*What to do*
List every line in the records below that contains the string "green", copying each such line in full.

*Provided entries*

========================

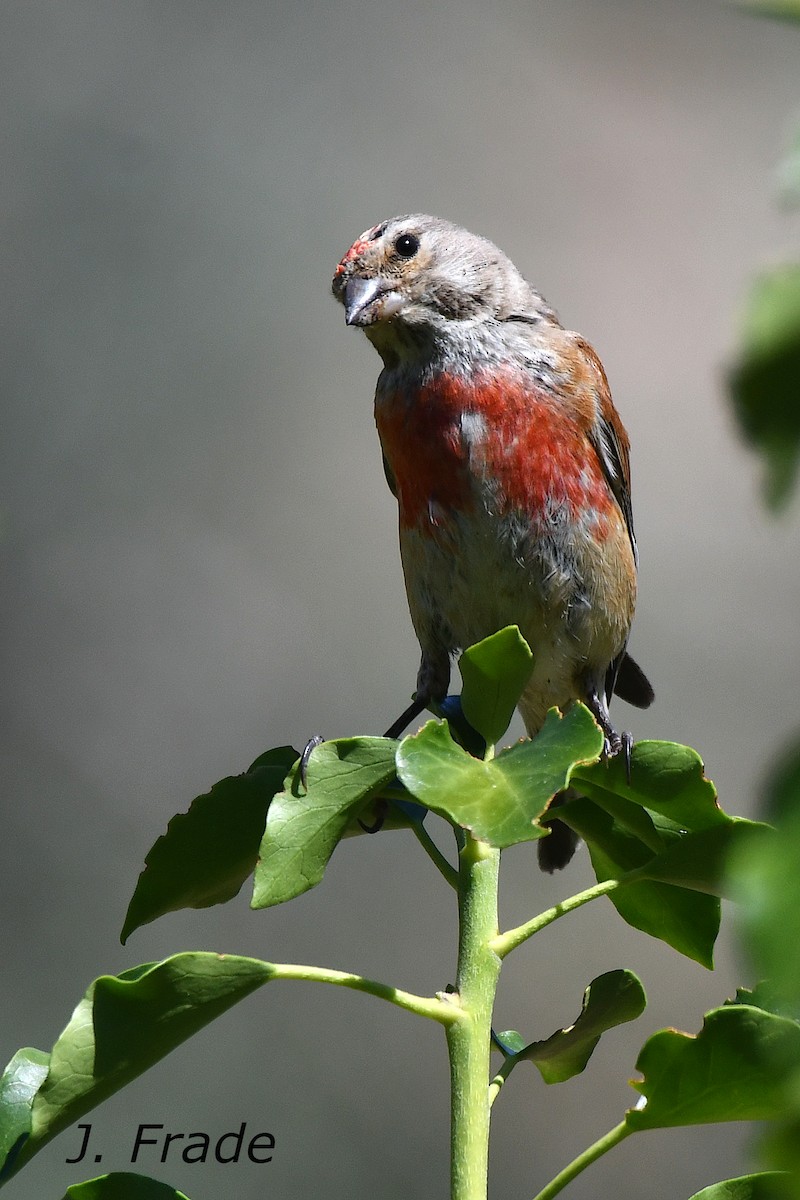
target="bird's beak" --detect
[344,275,385,325]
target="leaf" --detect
[739,0,800,20]
[4,952,275,1174]
[458,625,534,745]
[730,264,800,509]
[64,1171,190,1200]
[518,971,646,1084]
[626,1004,800,1130]
[559,785,720,970]
[251,738,397,908]
[730,811,800,1004]
[639,817,771,898]
[0,1046,50,1180]
[572,742,733,829]
[121,746,299,942]
[690,1171,789,1200]
[397,704,603,848]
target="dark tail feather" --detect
[536,787,579,875]
[614,654,655,708]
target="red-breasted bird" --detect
[333,214,652,870]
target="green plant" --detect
[0,628,800,1200]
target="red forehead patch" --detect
[336,226,380,275]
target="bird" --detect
[332,214,654,870]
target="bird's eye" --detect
[395,233,420,258]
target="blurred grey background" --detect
[0,0,800,1200]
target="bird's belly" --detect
[401,509,585,653]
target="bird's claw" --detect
[297,733,325,787]
[603,730,633,787]
[384,695,428,738]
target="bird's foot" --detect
[299,733,325,787]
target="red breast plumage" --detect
[333,215,652,868]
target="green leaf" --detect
[4,952,275,1174]
[458,625,534,745]
[518,971,646,1084]
[730,264,800,509]
[64,1171,190,1200]
[397,704,603,848]
[122,746,297,942]
[559,784,720,970]
[739,0,800,20]
[626,1004,800,1130]
[690,1171,788,1200]
[0,1046,50,1180]
[639,818,771,898]
[572,742,733,829]
[251,738,397,908]
[730,811,800,1003]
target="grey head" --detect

========================

*The output*
target="green plant" --detect
target="green leaf" --detect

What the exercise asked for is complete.